■ **PASSAGE FOR REVIEW**
* * *
Black TiO2 Synthesis by Chemical Reduction Methods for Photocatalysis Applications

Abstract

Applications of TiO₂ nanomaterials in photocatalysis, batteries, supercapacitors and solar cells, have seen widespread development in recent decades. Nowadays, black TiO₂ have won attention due to enhancing the solar light absorption by the formation of oxygen vacancies and Ti³⁺ defects, to promote the separation of photo-generated charge carriers leading to the improvement of the photocatalytic performance in H₂ production and pollutants degradation. The enhanced photocatalytic activity of black TiO₂ is also due to a lattice disorder on the surface and the presence of oxygen vacancies, Ti³⁺ ions, Ti-OH and Ti-H groups. Enhancing the optical absorption characteristics of TiO₂ and change of energy level and band-gap of materials have been successfully demonstrated to improve their photocatalytic activities, especially for black TiO₂ nanoparticles, which promote visible light absorption. The current review focuses on the investigation of the chemical reduction synthetic route for black TiO₂ nanomaterials, and their proposed association with green applications such as photodegradation of organic pollutants and photocatalytic water splitting. The synthesis methods of black TiO₂ involves the changes from Ti⁴⁺ to Ti³⁺ state, into different strategies: (1) The use of highly active hydrogen species such as H₂, H₂/Ar or H₂/N₂ gases, and metal hydrides (NaBH₄, CaH₂), (2) the reduction by active metals such as aluminum, magnesium and zinc, and (3) organic molecules such as imidazole and ascorbic acid.

Keywords: black TiO2; chemical reduction; defect chemistry; photocatalysis; visible light irradiation.
* * *
■ **INFORMATION PROVIDED**
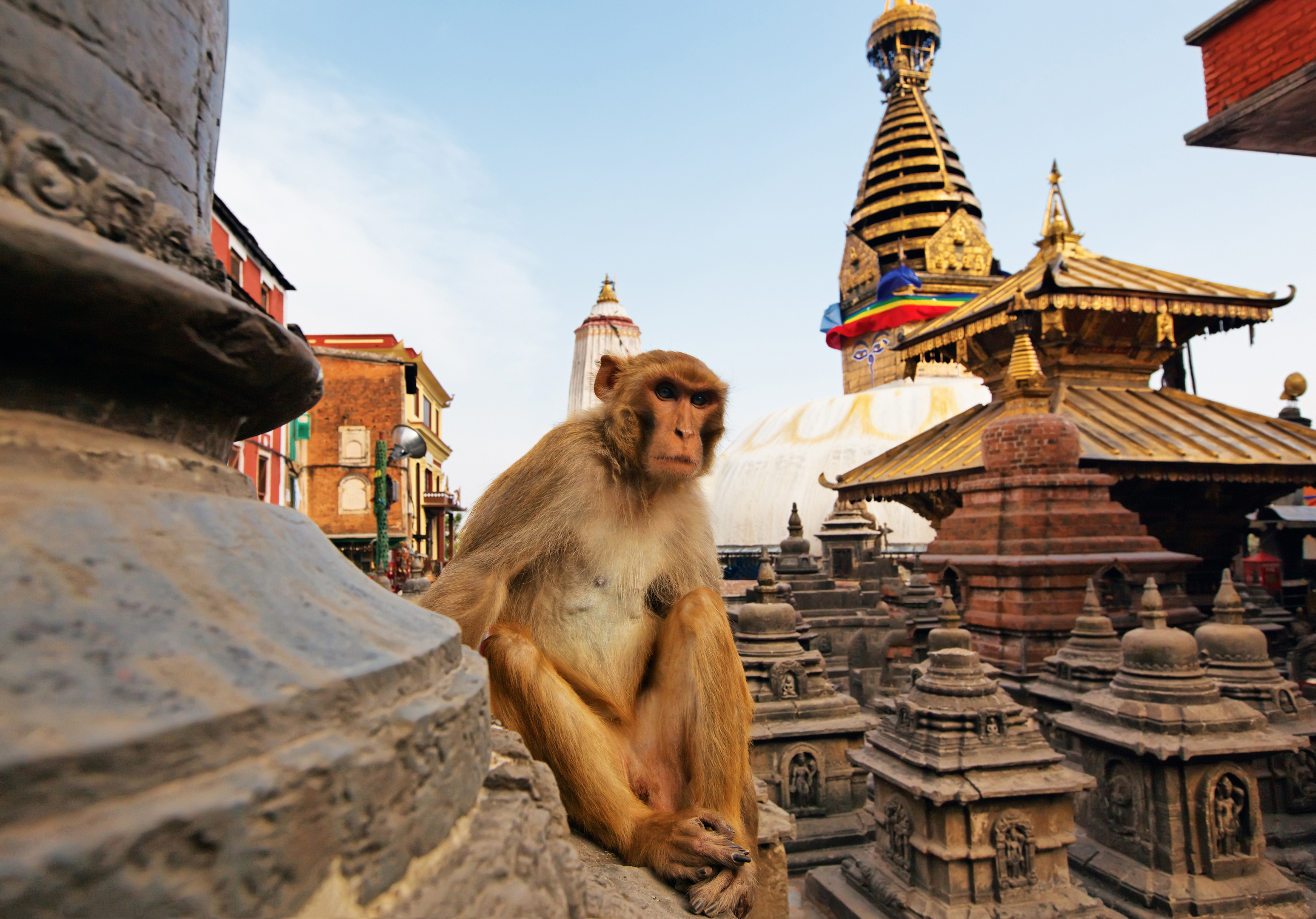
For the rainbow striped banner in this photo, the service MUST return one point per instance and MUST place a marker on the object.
(895, 311)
* * *
Do these statements agree with the abstract on black TiO₂? (a) One synthesis strategy uses active metals such as aluminum, magnesium and zinc as reducing agents. (b) The review focuses on a physical vapor deposition route for black TiO₂. (c) Synthesizing black TiO₂ involves a change from the Ti³⁺ state to the Ti⁴⁺ state. For each, answer yes or no and quote the deciding words. Base your answers on the black TiO₂ abstract alone.

■ **SOLUTION FOR THIS PROBLEM**
(a) Yes: "(2) the reduction by active metals such as aluminum, magnesium and zinc"
(b) No: "The current review focuses on the investigation of the chemical reduction synthetic route for black TiO₂ nanomaterials"
(c) No: "The synthesis methods of black TiO₂ involves the changes from Ti⁴⁺ to Ti³⁺ state"